### Task instructions
- a) In the article about the tissue engineering symposium, why does Gary G. Poehling say orthopaedics should aim to prevent or slow degenerative processes?
- b) Write the next part of the news report on the tissue engineering symposium.

### Passage provided
------------------------------------------------

Apr 11 2005
A future in which laboratory-grown organs and stimulated growth of muscle, bones and nerves could play a major role in treating medical conditions was revealed at a recent Tissue Engineering Symposium at Wake Forest University Baptist Medical Center.
The symposium, sponsored by Wake Forest Baptist and the International Society of Arthroscopy, Knee Surgery and Orthopaedic Sports Medicine, was part of the society's annual conference. Tissue engineering experts from Wake Forest Baptist, Children's Hospital of Pittsburgh, Carnegie Mellon University, the University of Texas at Austin, as well as Italy and Japan, discussed their latest work.
Tissue engineering, a term that was coined in 1986, describes the science of replacing, repairing or regenerating organs or tissue. The term is often used interchangeably with regenerative medicine.
In the field of orthopaedics, researchers described using growth factors to regenerate bone, using new technologies to enhance the healing of ligaments, efforts to produce tissue-engineered cartilage, and the possibility of use stem cells derived from muscle to improve bone healing. These advances could provide better treatments for sports injuries, cleft palate and osteoporosis, the researchers said.
"The potential in orthopaedics is not only to manage devastating congenital or traumatic problems but also to prevent or slow degenerative processes in order to maintain the activity and function of our aging population," said Gary G. Poehling, M.D., professor and chairman of othopaedics at Wake Forest Baptist.

------------------------------------------------

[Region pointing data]
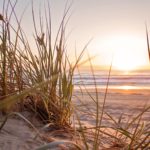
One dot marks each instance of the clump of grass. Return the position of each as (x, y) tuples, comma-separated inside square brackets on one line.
[(49, 72)]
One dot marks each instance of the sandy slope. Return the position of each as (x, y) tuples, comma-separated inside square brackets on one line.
[(17, 135)]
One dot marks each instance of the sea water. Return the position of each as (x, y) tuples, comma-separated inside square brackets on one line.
[(116, 80)]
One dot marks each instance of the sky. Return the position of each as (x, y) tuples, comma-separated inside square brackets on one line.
[(116, 27)]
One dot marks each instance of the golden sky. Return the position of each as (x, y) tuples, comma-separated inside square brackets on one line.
[(117, 28)]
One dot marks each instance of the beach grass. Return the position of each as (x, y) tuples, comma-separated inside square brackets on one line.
[(43, 83)]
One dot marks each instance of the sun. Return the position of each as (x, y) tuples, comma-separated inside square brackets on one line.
[(128, 54), (126, 61)]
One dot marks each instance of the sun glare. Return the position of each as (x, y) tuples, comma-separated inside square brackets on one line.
[(126, 61), (127, 51)]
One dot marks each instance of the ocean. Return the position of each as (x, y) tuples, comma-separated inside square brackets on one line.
[(117, 79)]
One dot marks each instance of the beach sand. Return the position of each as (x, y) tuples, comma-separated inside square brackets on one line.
[(17, 135)]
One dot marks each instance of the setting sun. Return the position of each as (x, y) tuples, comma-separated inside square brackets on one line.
[(127, 56), (128, 52), (126, 61)]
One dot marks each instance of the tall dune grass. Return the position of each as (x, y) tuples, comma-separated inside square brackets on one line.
[(49, 72), (43, 82)]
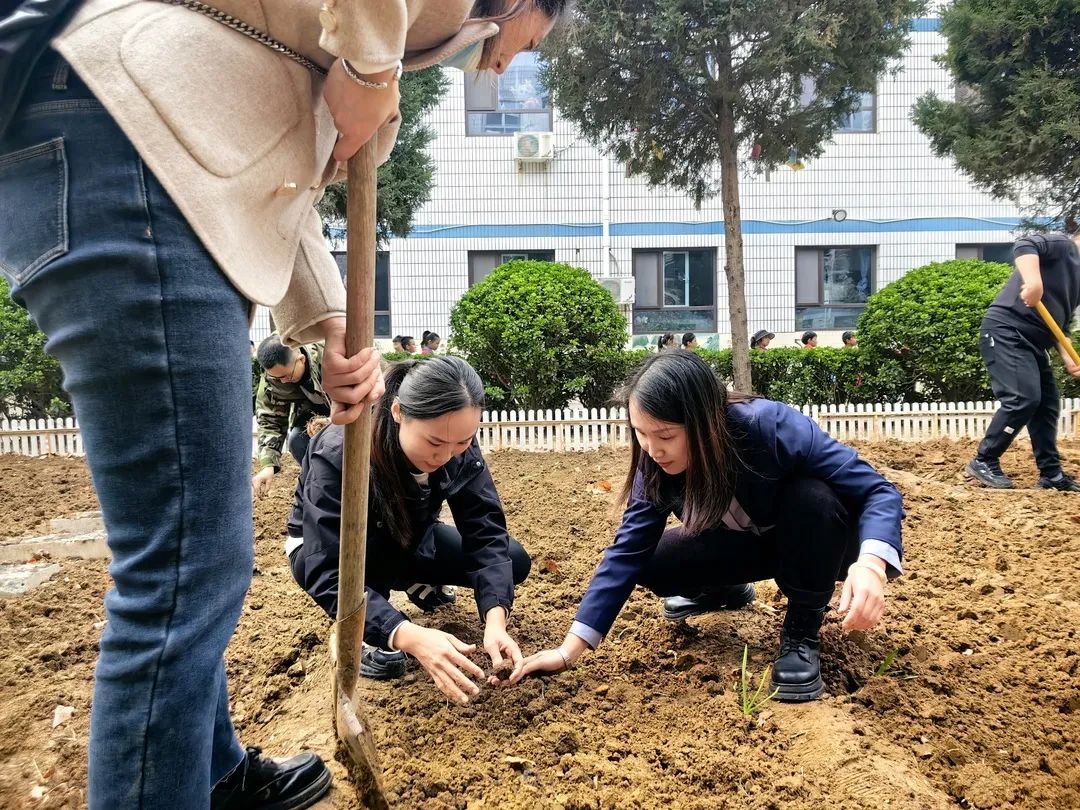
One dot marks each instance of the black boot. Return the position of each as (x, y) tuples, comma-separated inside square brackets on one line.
[(380, 664), (259, 783), (796, 673), (730, 597), (1062, 482)]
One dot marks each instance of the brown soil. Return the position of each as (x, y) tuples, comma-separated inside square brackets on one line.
[(981, 706)]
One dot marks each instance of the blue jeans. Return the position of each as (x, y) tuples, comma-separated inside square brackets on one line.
[(152, 340)]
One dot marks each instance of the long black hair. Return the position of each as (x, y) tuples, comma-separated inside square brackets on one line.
[(424, 390), (680, 388), (503, 11)]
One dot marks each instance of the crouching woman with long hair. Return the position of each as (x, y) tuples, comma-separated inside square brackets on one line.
[(423, 455), (763, 493)]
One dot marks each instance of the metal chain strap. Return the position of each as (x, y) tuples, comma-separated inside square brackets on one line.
[(247, 30)]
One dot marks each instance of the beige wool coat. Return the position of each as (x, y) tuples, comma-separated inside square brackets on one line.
[(240, 135)]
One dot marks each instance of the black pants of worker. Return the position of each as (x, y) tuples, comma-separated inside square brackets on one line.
[(807, 552), (440, 561), (298, 441), (1023, 381)]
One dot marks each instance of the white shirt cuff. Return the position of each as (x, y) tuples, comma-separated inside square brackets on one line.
[(886, 552), (586, 634), (390, 638)]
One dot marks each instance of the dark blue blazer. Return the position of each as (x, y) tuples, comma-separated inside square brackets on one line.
[(777, 443)]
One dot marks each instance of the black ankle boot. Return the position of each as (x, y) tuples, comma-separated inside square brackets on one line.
[(796, 673), (259, 783), (730, 597)]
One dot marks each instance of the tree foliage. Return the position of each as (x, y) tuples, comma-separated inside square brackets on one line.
[(674, 89), (29, 378), (928, 321), (405, 180), (1014, 124), (532, 329)]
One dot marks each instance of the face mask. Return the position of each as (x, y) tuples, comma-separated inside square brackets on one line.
[(468, 58)]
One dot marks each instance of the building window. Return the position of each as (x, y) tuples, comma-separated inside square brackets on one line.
[(862, 119), (381, 289), (995, 252), (482, 262), (515, 102), (674, 291), (832, 285)]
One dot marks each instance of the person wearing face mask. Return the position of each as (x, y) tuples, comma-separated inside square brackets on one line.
[(161, 163), (423, 454), (761, 494)]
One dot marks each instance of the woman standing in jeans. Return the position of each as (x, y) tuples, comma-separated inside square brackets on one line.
[(158, 179), (763, 494)]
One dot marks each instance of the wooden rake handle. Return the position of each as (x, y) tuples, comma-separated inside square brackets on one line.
[(1058, 335), (360, 334)]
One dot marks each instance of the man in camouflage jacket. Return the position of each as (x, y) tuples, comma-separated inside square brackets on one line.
[(288, 395)]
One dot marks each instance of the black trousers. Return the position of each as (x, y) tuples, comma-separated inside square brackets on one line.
[(440, 561), (807, 552), (1023, 381)]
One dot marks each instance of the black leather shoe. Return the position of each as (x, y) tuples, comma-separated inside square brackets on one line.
[(988, 473), (732, 597), (381, 664), (796, 673), (259, 783), (1063, 482)]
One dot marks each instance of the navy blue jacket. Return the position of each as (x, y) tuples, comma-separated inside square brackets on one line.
[(464, 483), (775, 442)]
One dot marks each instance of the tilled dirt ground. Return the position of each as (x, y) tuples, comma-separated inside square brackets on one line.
[(979, 707)]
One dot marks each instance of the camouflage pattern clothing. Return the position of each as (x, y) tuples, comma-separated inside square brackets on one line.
[(280, 406)]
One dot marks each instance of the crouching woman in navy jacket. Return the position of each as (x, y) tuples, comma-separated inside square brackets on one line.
[(763, 494), (423, 454)]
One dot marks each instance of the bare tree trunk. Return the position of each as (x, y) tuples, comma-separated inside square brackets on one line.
[(732, 230)]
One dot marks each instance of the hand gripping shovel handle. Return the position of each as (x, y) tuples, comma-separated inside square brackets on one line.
[(1058, 335), (352, 726)]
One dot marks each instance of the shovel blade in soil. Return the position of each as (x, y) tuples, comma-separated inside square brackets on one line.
[(354, 734)]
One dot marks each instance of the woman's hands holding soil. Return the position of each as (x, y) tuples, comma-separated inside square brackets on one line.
[(555, 660), (543, 661), (444, 657), (359, 111), (505, 655), (351, 383), (862, 601)]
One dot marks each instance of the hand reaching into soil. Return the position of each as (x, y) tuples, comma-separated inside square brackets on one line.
[(260, 482), (351, 383), (443, 656), (862, 601), (543, 661)]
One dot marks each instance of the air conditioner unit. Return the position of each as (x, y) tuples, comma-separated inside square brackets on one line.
[(621, 287), (534, 147)]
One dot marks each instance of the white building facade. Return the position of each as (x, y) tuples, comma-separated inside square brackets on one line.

------------------------------------------------

### Answer section
- a) According to Poehling, the goal of preventing or slowing degenerative processes is to maintain the activity and function of the aging population.

- b)
Anthony Atala M.D., director of the Wake Forest Institute of Regenerative Medicine, said that laboratory-grown organs may one day help alleviate the shortage of donated organs for transplantation. Atala has developed bioengineered urethras, the tube through which urine is excreted from the bladder, that have been successfully implanted in humans. He has also created blood vessels, muscle, bladders, wombs, and vaginas that have been successfully tested in large animals and are close to being ready to test in humans.
Atala's team is working to use patients' own cells to grow more than 20 different tissue types. They harvest cells from humans and apply growth factors, to cause the cells to multiply outside the body. It can take years to develop and perfect these growth factors, which cause a group of cells about one centimeter in size to multiply to fill a football field in about 60 days. The cells are "seeded" on a model, or scaffold, where they continue to grow. The next step is implanting the model in the body, where the scaffold eventually degrades as the new organ or tissue integrates with the body.
In addition to engineering tissues and organs, Atala and his team are also working to identify new sources of stem cells. Because these cells are unspecialized, they can acquire the structure and features of other cell types, and some researchers believe they could be used to replace defective insulin-producing cells in the pancreas, as well as to treat Alzheimer's, liver, heart, muscular and vascular diseases.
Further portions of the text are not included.